**** EXCERPT ****

3. Environmental shocks. Every ~70k ticks, a meteor strikes a random patch and clears it. Every ~140k ticks, a mutation storm multiplies the base mutation rate by 10× for several thousand ticks. The combination produces punctuated equilibrium without me having to design for it.

What surprised me

I ran the simulation headless for 3000 ticks as a smoke test. By tick 2500, the task counters were already incrementing: NOT=4, NAND=0, AND=0, ORN=0, OR=2, ANDN=0, NOR=1, XOR=0, EQU=0.

This is significantly faster than I expected. The ancestor has no INPUT or OUTPUT in its genome — for any task to be claimed, a mutation has to introduce those opcodes in an order that produces a matching output. Seven such mutation events happened in fewer than 3000 ticks across a population that grew from 1 to ~6000.

Two readings of this:

The 19-opcode encoding is dense enough that a sizable fraction of random mutations produce some INPUT/OUTPUT combination. With a larger opcode alphabet (Avida runs 26–30), random mutations would more often produce no-ops, and emergence would take longer.
The Lenski tasks reward any match, including the simple ones (NOT on a single input). The complex tasks (XOR, EQU) are much rarer — they didn’t appear in the smoke test at all. Those are the ones that would take an overnight run to see, and they’re the more interesting end of the result.

The dynamics I haven’t verified yet, but expect to see on a longer run: the moderate band gets colonized by mutated lineages that can do simple tasks; complex tasks (XOR, EQU) start ticking up only after several intermediate building blocks have evolved; the harsh band slowly fills with creatures that have stacked enough task-doing to survive there.

The dynamics I’m unsure will appear: meaningful spatial heterogeneity beyond the biome bands. The current setup has no MOVE opcode — creatures spread only by reproduction — and no communication. I’d expect lineages to cluster by color but not to develop interesting cross-creature dynamics.

**** RECORD EXCERPTS ****

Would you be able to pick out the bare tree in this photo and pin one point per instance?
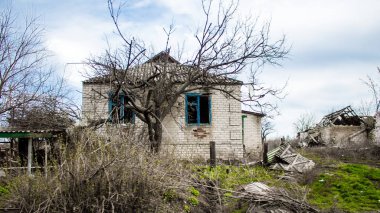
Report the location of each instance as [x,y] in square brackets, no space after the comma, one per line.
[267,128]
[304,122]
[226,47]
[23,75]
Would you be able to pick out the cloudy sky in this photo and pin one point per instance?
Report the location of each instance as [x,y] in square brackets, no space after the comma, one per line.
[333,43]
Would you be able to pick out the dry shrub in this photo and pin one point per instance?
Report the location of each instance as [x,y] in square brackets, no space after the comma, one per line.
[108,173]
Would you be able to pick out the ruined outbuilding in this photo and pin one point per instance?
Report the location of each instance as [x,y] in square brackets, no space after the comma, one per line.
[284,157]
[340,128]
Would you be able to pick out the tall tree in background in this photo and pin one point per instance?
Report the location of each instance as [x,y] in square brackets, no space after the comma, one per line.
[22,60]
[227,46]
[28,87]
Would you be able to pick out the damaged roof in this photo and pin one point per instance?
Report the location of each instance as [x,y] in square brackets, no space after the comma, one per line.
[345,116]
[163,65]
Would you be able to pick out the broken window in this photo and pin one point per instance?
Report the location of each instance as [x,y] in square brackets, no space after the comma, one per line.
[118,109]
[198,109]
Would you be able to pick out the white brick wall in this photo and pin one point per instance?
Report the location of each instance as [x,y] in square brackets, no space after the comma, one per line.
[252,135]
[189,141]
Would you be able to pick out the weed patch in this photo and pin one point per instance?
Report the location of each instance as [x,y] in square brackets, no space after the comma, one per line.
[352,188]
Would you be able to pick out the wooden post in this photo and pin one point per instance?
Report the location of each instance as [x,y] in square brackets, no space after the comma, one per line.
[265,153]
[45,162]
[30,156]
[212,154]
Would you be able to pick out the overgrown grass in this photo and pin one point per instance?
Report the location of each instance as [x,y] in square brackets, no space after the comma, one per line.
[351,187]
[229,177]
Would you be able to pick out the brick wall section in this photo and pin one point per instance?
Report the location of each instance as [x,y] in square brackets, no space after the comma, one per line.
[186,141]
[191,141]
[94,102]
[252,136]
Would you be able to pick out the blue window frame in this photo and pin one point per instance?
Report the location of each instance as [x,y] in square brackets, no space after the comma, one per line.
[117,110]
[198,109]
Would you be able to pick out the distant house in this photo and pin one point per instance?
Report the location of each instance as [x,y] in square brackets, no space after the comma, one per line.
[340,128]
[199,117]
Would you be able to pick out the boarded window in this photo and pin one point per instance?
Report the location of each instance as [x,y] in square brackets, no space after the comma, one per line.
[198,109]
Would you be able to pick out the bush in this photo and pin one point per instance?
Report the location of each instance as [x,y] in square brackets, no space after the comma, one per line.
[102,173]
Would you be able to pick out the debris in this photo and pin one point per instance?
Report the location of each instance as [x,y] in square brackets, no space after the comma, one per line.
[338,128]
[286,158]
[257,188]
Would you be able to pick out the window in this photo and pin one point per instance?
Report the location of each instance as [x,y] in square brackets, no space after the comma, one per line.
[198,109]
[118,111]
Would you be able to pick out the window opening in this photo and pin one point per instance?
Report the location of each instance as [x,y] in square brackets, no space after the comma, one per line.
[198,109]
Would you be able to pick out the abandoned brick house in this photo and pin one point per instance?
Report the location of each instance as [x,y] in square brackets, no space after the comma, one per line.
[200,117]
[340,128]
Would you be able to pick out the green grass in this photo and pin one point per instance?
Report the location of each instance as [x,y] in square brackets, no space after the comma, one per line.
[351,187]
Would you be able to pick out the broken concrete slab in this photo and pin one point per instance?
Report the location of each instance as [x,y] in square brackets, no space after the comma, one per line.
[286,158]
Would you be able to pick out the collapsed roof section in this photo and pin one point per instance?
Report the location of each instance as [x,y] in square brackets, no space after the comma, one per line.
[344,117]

****

**WHAT TO DO**
Reproduce the entire simulation excerpt above, word for word.

**RESPONSE TO THE TASK**
3. Environmental shocks. Every ~70k ticks, a meteor strikes a random patch and clears it. Every ~140k ticks, a mutation storm multiplies the base mutation rate by 10× for several thousand ticks. The combination produces punctuated equilibrium without me having to design for it.

What surprised me

I ran the simulation headless for 3000 ticks as a smoke test. By tick 2500, the task counters were already incrementing: NOT=4, NAND=0, AND=0, ORN=0, OR=2, ANDN=0, NOR=1, XOR=0, EQU=0.

This is significantly faster than I expected. The ancestor has no INPUT or OUTPUT in its genome — for any task to be claimed, a mutation has to introduce those opcodes in an order that produces a matching output. Seven such mutation events happened in fewer than 3000 ticks across a population that grew from 1 to ~6000.

Two readings of this:

The 19-opcode encoding is dense enough that a sizable fraction of random mutations produce some INPUT/OUTPUT combination. With a larger opcode alphabet (Avida runs 26–30), random mutations would more often produce no-ops, and emergence would take longer.
The Lenski tasks reward any match, including the simple ones (NOT on a single input). The complex tasks (XOR, EQU) are much rarer — they didn’t appear in the smoke test at all. Those are the ones that would take an overnight run to see, and they’re the more interesting end of the result.

The dynamics I haven’t verified yet, but expect to see on a longer run: the moderate band gets colonized by mutated lineages that can do simple tasks; complex tasks (XOR, EQU) start ticking up only after several intermediate building blocks have evolved; the harsh band slowly fills with creatures that have stacked enough task-doing to survive there.

The dynamics I’m unsure will appear: meaningful spatial heterogeneity beyond the biome bands. The current setup has no MOVE opcode — creatures spread only by reproduction — and no communication. I’d expect lineages to cluster by color but not to develop interesting cross-creature dynamics.